# What to produce
Every entry below is to be retyped exactly as it appears.

[Records from a collection]
——————
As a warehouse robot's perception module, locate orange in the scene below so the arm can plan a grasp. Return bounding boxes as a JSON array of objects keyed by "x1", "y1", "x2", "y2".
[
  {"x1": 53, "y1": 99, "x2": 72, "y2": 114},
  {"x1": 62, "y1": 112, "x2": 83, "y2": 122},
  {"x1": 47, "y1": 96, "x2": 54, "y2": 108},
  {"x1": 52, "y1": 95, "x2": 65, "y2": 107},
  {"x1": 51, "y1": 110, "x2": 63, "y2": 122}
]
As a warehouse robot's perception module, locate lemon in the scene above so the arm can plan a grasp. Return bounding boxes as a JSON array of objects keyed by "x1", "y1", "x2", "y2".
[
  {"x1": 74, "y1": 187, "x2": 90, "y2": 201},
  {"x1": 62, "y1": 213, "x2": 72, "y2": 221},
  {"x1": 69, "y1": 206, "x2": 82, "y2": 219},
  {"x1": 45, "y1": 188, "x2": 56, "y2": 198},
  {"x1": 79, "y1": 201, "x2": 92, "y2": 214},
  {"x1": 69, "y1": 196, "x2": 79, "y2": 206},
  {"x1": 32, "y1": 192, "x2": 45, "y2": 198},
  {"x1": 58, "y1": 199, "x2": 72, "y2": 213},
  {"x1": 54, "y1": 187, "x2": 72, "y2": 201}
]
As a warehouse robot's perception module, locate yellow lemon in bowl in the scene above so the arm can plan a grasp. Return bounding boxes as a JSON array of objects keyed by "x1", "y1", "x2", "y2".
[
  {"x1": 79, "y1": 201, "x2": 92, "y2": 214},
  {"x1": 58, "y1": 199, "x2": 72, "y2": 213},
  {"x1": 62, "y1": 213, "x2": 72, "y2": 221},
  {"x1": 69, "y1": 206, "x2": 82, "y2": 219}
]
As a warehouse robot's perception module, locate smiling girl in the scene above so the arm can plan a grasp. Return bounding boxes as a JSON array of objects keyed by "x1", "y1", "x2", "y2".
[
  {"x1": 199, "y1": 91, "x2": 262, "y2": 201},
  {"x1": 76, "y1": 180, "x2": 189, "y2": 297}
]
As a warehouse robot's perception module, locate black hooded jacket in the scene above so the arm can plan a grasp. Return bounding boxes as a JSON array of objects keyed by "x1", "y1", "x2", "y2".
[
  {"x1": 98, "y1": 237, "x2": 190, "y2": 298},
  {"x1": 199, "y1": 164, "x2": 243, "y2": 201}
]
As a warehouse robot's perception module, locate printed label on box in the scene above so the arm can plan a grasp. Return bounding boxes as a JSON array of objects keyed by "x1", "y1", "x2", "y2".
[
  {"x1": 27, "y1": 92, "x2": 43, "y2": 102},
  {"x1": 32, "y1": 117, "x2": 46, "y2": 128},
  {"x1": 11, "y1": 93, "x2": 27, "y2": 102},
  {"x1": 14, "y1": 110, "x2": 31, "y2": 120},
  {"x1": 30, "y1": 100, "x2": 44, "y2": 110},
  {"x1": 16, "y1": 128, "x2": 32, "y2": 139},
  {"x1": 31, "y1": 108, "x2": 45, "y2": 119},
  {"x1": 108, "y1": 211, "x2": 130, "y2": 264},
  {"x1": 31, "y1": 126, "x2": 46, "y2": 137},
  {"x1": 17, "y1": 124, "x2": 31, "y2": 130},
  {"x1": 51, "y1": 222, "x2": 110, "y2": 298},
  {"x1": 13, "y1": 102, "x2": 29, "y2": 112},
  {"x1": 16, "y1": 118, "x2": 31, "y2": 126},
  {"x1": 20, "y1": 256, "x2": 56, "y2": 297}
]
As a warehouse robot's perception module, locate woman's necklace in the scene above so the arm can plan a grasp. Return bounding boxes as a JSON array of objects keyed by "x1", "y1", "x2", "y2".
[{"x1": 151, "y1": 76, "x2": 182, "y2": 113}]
——————
# Task result
As a warehouse robot's perception module, locate orange in the scene below so the arm can plan a grasp. Return bounding boxes as a JSON array of objects keyed by "x1", "y1", "x2", "y2".
[
  {"x1": 53, "y1": 99, "x2": 72, "y2": 114},
  {"x1": 62, "y1": 112, "x2": 83, "y2": 122},
  {"x1": 47, "y1": 96, "x2": 54, "y2": 108},
  {"x1": 52, "y1": 95, "x2": 65, "y2": 107},
  {"x1": 51, "y1": 110, "x2": 63, "y2": 122}
]
As a warehouse robot's perception module, locate lemon in the scene above so the arm can plan a grasp. Return bounding boxes as a JSON array of objects keyed by "x1", "y1", "x2", "y2".
[
  {"x1": 74, "y1": 187, "x2": 90, "y2": 201},
  {"x1": 62, "y1": 213, "x2": 72, "y2": 221},
  {"x1": 69, "y1": 206, "x2": 82, "y2": 219},
  {"x1": 45, "y1": 188, "x2": 56, "y2": 198},
  {"x1": 79, "y1": 201, "x2": 92, "y2": 214},
  {"x1": 69, "y1": 196, "x2": 79, "y2": 206},
  {"x1": 32, "y1": 192, "x2": 45, "y2": 198},
  {"x1": 58, "y1": 199, "x2": 72, "y2": 213},
  {"x1": 54, "y1": 187, "x2": 72, "y2": 201}
]
As a warehouse robot's perception module, locate yellow lemon in bowl in the scene above so the arm can plan a grasp. Return bounding boxes as a JSON array of objects keyed by "x1", "y1", "x2", "y2".
[
  {"x1": 79, "y1": 201, "x2": 92, "y2": 214},
  {"x1": 58, "y1": 199, "x2": 72, "y2": 213},
  {"x1": 62, "y1": 213, "x2": 72, "y2": 221},
  {"x1": 69, "y1": 206, "x2": 82, "y2": 219}
]
As a warehouse robot's perception module, locate smiling girl in the scene above so the arm can plan a grasp. Return bounding boxes as a JSON array of objects keyed by "x1", "y1", "x2", "y2".
[
  {"x1": 199, "y1": 91, "x2": 262, "y2": 201},
  {"x1": 76, "y1": 180, "x2": 189, "y2": 297}
]
As a warehouse robot's perception module, locate black hooded jacket in the scene above so the arm can plan a grasp. Return bounding boxes as a JSON array of objects keyed by "x1", "y1", "x2", "y2".
[
  {"x1": 98, "y1": 237, "x2": 190, "y2": 298},
  {"x1": 199, "y1": 164, "x2": 243, "y2": 201}
]
As a warehouse robot's perception module, locate printed label on box in the scene above so the arm can plan a grasp. Return bounding boxes as a JSON array of objects keyed by "x1", "y1", "x2", "y2".
[
  {"x1": 27, "y1": 92, "x2": 43, "y2": 102},
  {"x1": 32, "y1": 117, "x2": 46, "y2": 128},
  {"x1": 11, "y1": 93, "x2": 27, "y2": 102},
  {"x1": 14, "y1": 110, "x2": 31, "y2": 120},
  {"x1": 30, "y1": 100, "x2": 44, "y2": 110},
  {"x1": 16, "y1": 128, "x2": 32, "y2": 139},
  {"x1": 31, "y1": 108, "x2": 45, "y2": 119},
  {"x1": 108, "y1": 211, "x2": 130, "y2": 264},
  {"x1": 31, "y1": 126, "x2": 46, "y2": 137},
  {"x1": 17, "y1": 124, "x2": 31, "y2": 130},
  {"x1": 51, "y1": 222, "x2": 110, "y2": 298},
  {"x1": 13, "y1": 102, "x2": 29, "y2": 112},
  {"x1": 16, "y1": 118, "x2": 31, "y2": 126},
  {"x1": 20, "y1": 256, "x2": 56, "y2": 297}
]
As a warehouse robot's perception module, locate woman's necklace in the scene above so the arm can plan a grasp. Return bounding boxes as a JSON array of objects keyed by "x1", "y1", "x2", "y2".
[{"x1": 151, "y1": 76, "x2": 182, "y2": 113}]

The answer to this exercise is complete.